- **Record extracts**:
— Begin —

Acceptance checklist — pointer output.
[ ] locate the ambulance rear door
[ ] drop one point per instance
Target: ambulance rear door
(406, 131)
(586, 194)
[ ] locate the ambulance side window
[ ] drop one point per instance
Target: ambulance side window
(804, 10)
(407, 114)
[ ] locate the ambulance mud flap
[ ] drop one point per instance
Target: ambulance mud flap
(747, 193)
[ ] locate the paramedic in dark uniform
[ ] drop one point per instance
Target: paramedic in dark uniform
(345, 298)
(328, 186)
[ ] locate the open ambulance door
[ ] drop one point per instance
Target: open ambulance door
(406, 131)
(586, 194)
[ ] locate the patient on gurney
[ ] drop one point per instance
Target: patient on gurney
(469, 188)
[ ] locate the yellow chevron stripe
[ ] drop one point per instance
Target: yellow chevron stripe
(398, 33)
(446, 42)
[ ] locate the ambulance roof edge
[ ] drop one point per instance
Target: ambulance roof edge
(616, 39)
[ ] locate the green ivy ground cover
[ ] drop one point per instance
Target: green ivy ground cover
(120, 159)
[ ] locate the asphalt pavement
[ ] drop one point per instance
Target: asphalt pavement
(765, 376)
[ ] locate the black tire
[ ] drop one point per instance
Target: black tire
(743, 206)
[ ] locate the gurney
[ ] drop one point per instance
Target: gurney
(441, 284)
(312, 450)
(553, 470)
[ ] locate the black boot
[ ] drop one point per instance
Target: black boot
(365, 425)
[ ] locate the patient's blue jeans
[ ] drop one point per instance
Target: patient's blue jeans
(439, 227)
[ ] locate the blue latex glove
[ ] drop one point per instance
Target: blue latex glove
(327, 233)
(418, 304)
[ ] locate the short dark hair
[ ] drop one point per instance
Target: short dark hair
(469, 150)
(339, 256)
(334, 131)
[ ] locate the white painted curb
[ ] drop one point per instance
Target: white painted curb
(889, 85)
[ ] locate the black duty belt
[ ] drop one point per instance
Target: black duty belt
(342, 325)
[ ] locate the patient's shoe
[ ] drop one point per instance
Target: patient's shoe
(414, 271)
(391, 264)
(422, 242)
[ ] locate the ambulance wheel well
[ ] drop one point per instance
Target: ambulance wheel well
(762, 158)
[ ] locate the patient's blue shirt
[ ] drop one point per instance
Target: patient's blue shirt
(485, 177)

— End —

- **Job**: Reproduce all of the items above verbatim, keeping every line unchanged.

- **Output for this exercise**:
Acceptance checklist — pointer output.
[ ] locate the ambulance rear door
[ ] drop one point per instance
Target: ambulance rear door
(406, 131)
(586, 194)
[ ] locate the ambulance side window
[ ] drop one point per instance
Target: ambulance side window
(804, 10)
(407, 114)
[ ] locate the ambulance mud flap
[ ] drop one point per instance
Target: ambulance mud flap
(747, 193)
[ ] locate the paramedic in dark uniform
[ ] drop one point per instance
Target: paramedic in dark uniform
(345, 298)
(328, 186)
[ ] locate the open ambulance door
[ ] drop one point per instance
Target: open ambulance door
(406, 131)
(586, 194)
[ ] locate the patient on gurney
[ ] drop one point per instance
Target: patient on gurney
(469, 188)
[ ] locate the yellow chevron stripe
[ ] drop one point per instance
Target: yellow chevron stripe
(398, 33)
(446, 42)
[ ] locate the ambulance roof edge
[ ] drop one point per instance
Target: ambulance roof edge
(616, 39)
[ ] locate the green ivy ground cover
[ ] drop one point per instance
Target: green ivy ground cover
(120, 159)
[ ] locate the asphalt pavement
[ ] drop one point per instance
Target: asphalt pavement
(765, 376)
[ ] locate the black tire
[ ] drop one point per instance
Target: black tire
(743, 206)
[ ] locate the gurney
[ ] drop one point per instance
Target: gurney
(441, 284)
(312, 450)
(553, 470)
[ ] locate the black boot
[ ] drop one point per instance
Target: black boot
(365, 425)
[ ] locate the patient's blue jeans
[ ] drop one point per instance
Target: patient's blue jeans
(439, 227)
[ ] locate the blue latex glove
[ ] drop one point per instance
Target: blue latex glove
(327, 233)
(418, 304)
[ ] locate the short dark hair
[ ] drop one point per instance
Target: short dark hair
(469, 150)
(339, 256)
(334, 131)
[ ] locate the white painted curb
[ ] drop one point per instance
Target: white painted curb
(889, 85)
[ ] locate the black duty belt
[ ] drop one point per instance
Target: black duty belt
(342, 325)
[ ] locate the patient's shoe
[ ] drop one point per instance
Target: patient's shoe
(414, 271)
(391, 264)
(422, 242)
[ ] locate the ambulance wheel well
[ ] drop one point per instance
Target: ambulance wheel well
(762, 158)
[ ] locate the patient's blue shirt
[ ] drop one point per instance
Target: patient's blue shirt
(485, 177)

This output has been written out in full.